• **Supplied data**
────────

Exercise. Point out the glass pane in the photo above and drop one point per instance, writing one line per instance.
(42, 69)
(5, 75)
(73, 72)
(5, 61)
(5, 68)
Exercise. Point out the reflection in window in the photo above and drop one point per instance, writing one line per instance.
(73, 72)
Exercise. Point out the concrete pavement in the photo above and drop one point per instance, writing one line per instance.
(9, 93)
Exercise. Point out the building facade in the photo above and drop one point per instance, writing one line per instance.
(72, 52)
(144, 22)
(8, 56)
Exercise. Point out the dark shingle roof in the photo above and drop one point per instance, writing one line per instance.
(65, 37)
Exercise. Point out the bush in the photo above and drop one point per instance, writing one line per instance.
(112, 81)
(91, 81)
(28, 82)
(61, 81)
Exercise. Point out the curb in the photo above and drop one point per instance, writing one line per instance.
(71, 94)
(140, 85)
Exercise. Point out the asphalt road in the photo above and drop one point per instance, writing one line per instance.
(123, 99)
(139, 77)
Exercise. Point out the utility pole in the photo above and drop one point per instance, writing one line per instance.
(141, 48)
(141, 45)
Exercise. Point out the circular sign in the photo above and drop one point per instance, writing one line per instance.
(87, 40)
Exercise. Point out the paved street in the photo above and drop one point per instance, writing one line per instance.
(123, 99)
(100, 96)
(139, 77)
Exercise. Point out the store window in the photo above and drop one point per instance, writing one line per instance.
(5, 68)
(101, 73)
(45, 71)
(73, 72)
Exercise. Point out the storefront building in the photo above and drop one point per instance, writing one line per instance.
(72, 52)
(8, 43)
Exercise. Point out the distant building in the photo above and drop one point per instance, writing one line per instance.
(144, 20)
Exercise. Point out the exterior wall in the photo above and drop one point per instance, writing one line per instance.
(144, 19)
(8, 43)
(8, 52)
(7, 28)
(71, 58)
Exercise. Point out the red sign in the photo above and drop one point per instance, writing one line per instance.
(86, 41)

────────

• **Exercise**
Beginning at the line that contains "Exercise. Point out the distant" and ending at the last line above, copy each line without any change.

• **Solved exercise**
Exercise. Point out the distant building in the photo above and drop one point per instance, writing one line per instance.
(144, 20)
Exercise. Point out the exterior wall in the photo above and drop one point per instance, writing one line per instance.
(144, 19)
(8, 43)
(8, 52)
(7, 28)
(71, 58)
Exercise. Point out the red sign in the photo above and drop one point per instance, writing one line per instance.
(86, 41)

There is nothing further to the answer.